§ **Page excerpt**
But then, I could just look at my toenails. I don’t think there’s really any science to support this theory, but I suspect a correlation.
Healthline, the omnipotent online medical resource, reports that toenails grow more slowly than fingernails. Human toenails grow an average of 1.62 millimeters a month, a length I understand because I live in Europe. Americans will need to do some math.
Let me help: At the average rate, it takes a little over six months for a toenail to grow a centimeter, or a little more than a third of an inch.
The theory got interesting for me because, around the same time as I completed the Vipassana course, I also had a short relationship with a man who treated me to a pedicure before attempting to steal my passport and play all kinds of crazy-making head games. I wrote about it in the preface of One-Way Ticket. He was looney tunes, but, like, in a clinical way.
I knew I had some psychological scars when I arrived in Spain on October 1, but I focused on finishing the book that I had been working on for the last two years. I was in the final editing stage when I fielded calls from the London Metropolitan Police Department to ask me about the man.
But I had other scars, too. My toenails developed leukonychia. This is a condition when white spots appear on the nail bed due, often, to aggressive nail filing at that pedicure about six months ago. So, in essence, my toenails were traumatized at the same time as my psychodrama with a crazy dude in London.
By the way, have you been in a psychodrama? My friend reached out to me recently with one: Some guy came to her yoga class and was a total creep-a-zoid, staring at her and basically freaking her out for no discernable reason.
“He didn’t actually do anything,” she explained. “It was his energy. Is this even making sense?”
Psychodramas are designed to make you doubt your own sanity. I wish there could be a 1-800 lawyer popping into this blog and telling you that you may be entitled to compensation if you know what I’m talking about. If only suffering really worked like that.
As Buddha teaches with the Four Noble Truths, suffering is inevitable, but the good news is that we can choose to end our suffering. That sounds good! I would like to end my suffering. Wouldn’t you? I mean, duh.

§ **Stored data**
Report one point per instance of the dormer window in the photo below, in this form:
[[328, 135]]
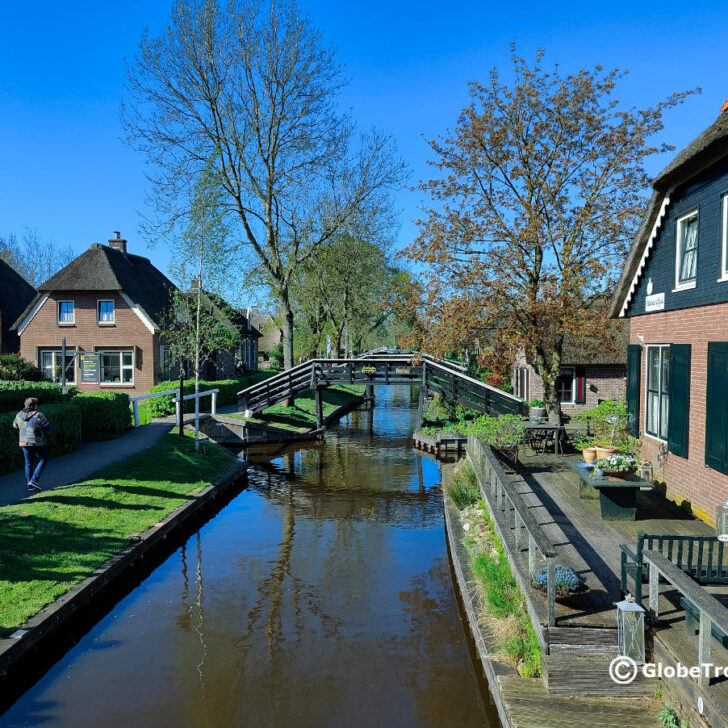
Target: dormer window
[[686, 262], [105, 312], [66, 313]]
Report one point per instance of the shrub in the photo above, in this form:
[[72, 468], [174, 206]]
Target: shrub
[[566, 580], [104, 415], [14, 367], [65, 418], [463, 487], [14, 393]]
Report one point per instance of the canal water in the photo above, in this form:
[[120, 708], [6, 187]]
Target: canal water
[[320, 596]]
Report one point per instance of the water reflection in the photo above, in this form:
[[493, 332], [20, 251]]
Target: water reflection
[[320, 596]]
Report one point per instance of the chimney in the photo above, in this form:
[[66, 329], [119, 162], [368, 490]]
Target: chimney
[[117, 242]]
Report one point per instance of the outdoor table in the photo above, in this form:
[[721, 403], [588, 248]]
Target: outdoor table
[[617, 496], [546, 427]]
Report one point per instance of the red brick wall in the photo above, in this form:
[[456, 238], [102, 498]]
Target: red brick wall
[[603, 381], [128, 331], [687, 479]]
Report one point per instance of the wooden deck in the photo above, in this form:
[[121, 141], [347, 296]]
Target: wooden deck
[[591, 545]]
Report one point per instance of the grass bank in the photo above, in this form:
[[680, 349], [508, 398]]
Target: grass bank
[[503, 604], [302, 417], [53, 540]]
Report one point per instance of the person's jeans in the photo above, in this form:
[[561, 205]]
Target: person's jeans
[[33, 453]]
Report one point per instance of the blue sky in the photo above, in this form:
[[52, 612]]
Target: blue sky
[[65, 171]]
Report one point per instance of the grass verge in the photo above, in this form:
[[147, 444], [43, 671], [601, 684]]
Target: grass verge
[[504, 606], [53, 540], [302, 416]]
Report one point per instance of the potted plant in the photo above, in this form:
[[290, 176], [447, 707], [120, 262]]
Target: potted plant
[[616, 465], [585, 443], [568, 583], [538, 409]]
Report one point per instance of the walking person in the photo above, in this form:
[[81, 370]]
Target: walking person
[[33, 426]]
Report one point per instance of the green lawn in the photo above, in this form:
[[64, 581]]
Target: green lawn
[[302, 417], [53, 540]]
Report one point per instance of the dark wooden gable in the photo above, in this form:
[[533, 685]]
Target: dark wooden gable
[[704, 193]]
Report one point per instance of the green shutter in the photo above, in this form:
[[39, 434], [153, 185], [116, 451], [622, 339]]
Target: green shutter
[[679, 407], [634, 373], [716, 407]]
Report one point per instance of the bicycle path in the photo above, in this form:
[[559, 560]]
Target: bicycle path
[[88, 458]]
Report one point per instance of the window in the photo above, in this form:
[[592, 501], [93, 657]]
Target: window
[[658, 391], [724, 256], [565, 386], [117, 367], [686, 262], [66, 314], [50, 364], [166, 362], [105, 312]]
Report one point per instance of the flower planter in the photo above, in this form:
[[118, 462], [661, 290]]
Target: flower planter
[[589, 454]]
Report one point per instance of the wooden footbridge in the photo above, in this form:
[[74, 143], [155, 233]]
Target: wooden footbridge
[[382, 367]]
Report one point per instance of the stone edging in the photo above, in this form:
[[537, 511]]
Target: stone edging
[[465, 582], [50, 622]]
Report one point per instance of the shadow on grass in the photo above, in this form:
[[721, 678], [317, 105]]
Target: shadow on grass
[[34, 548], [89, 502]]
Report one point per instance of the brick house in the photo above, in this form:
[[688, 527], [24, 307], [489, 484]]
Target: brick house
[[674, 291], [590, 372], [15, 294], [107, 302]]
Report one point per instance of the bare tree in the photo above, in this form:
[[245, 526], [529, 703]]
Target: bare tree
[[256, 82], [33, 258]]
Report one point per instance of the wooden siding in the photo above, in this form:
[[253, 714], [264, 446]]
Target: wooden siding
[[705, 194]]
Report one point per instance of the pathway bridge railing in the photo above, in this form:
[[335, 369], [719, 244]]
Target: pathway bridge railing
[[413, 369], [525, 543]]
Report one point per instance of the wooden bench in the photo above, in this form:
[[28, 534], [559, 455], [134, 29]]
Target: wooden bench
[[617, 496], [703, 558]]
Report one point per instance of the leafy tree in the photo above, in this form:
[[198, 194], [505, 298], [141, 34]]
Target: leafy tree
[[255, 81], [540, 192]]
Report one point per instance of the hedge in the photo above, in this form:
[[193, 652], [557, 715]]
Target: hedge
[[65, 418], [229, 388], [105, 415], [13, 394]]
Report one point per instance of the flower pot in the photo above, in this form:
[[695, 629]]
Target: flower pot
[[589, 454], [618, 473]]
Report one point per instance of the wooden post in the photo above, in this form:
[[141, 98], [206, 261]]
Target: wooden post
[[704, 648], [550, 591], [319, 408], [654, 591], [531, 555]]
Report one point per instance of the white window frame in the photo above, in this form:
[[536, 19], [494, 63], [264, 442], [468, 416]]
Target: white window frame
[[724, 240], [98, 312], [562, 373], [686, 285], [647, 432], [122, 366], [56, 353], [72, 322]]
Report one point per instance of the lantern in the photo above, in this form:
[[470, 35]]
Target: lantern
[[721, 521], [644, 471], [631, 629]]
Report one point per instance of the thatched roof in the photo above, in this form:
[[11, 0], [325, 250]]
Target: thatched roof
[[102, 268], [15, 295], [703, 151]]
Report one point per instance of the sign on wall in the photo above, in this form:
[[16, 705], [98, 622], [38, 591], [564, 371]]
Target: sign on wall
[[90, 368]]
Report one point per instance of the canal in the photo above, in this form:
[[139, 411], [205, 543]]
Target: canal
[[320, 596]]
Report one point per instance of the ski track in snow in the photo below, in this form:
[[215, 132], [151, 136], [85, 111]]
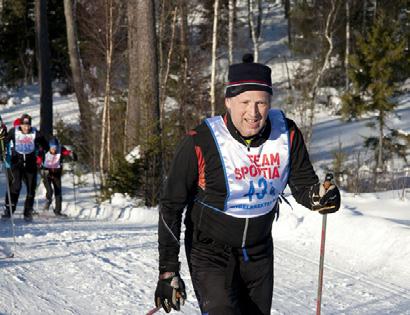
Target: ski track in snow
[[97, 267]]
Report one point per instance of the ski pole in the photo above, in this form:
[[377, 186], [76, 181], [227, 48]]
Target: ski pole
[[153, 311], [9, 199], [75, 193], [326, 185], [321, 263]]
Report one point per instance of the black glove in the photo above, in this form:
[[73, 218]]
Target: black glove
[[170, 292], [3, 131], [75, 157], [44, 172], [325, 201]]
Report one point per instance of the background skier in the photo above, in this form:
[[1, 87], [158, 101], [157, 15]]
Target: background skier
[[51, 171], [230, 173], [23, 143]]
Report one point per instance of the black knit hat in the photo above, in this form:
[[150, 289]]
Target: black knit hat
[[25, 119], [248, 76]]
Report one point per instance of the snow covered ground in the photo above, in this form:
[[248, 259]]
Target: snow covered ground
[[103, 258]]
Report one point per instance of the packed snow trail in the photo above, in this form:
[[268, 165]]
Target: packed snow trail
[[96, 267]]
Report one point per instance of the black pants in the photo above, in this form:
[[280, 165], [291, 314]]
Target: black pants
[[226, 284], [17, 175], [52, 183]]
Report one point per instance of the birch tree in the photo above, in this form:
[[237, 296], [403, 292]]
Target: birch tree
[[148, 99], [328, 34], [231, 19], [76, 69], [213, 64], [347, 51], [253, 29], [105, 155], [132, 118]]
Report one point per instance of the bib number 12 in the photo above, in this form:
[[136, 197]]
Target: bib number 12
[[262, 189]]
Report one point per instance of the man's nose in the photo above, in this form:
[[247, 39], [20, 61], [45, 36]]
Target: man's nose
[[253, 109]]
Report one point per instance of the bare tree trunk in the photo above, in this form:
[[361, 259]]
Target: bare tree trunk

§ **Required work**
A: Please repeat the passage of the blog excerpt about toenails that begins at the words "But then, I" and stops after the words "do some math.".
B: Name every geographic place mentioned in the blog excerpt about toenails.
C: Continue the blog excerpt about toenails from the point where it ends.

§ **Expected responses**
A:
But then, I could just look at my toenails. I don’t think there’s really any science to support this theory, but I suspect a correlation.
Healthline, the omnipotent online medical resource, reports that toenails grow more slowly than fingernails. Human toenails grow an average of 1.62 millimeters a month, a length I understand because I live in Europe. Americans will need to do some math.

B: Europe, Spain, London

C:
But, um, hey Buddha? How long will it take? Can we let go of our trauma in just a snap? Is war over because we want it? The answer is clearly yes. I love hearing spiritual teachings about the possibility of entering bliss eternal, whatever that looks like in your head, instantly. I love the idea of hopping in the afterlife express lane out of this life of suffering.
Unfortunately, most people have to do the work to condition themselves enough to be on their feet when they cross the finish line, so they can know where to run when the express lane prevents itself. If you’re like me, we really ought to start stretching more. Maybe it’s instant, but I think it’s a good idea to prepare just in case it’s not.
And so, for the last months, I went to therapy, worked creatively, exercised until I was sweaty, and ate healthy, whole foods. I’m also weaning myself off an unhealthy dependence on dark chocolate. I’ve been meditating regularly and practicing yoga, and I’m just two weeks away from celebrating my third year of being sober from alcohol.
I also have been watching the white spots on my toenails grow out. I’ve been keeping them short, as it feels good to see the healthy nail bed grow back. It’s getting there. It’s not all gone yet. But it will be. Change is constant — and we have the power to heal our bodies, hearts, minds, and, yes, toenails.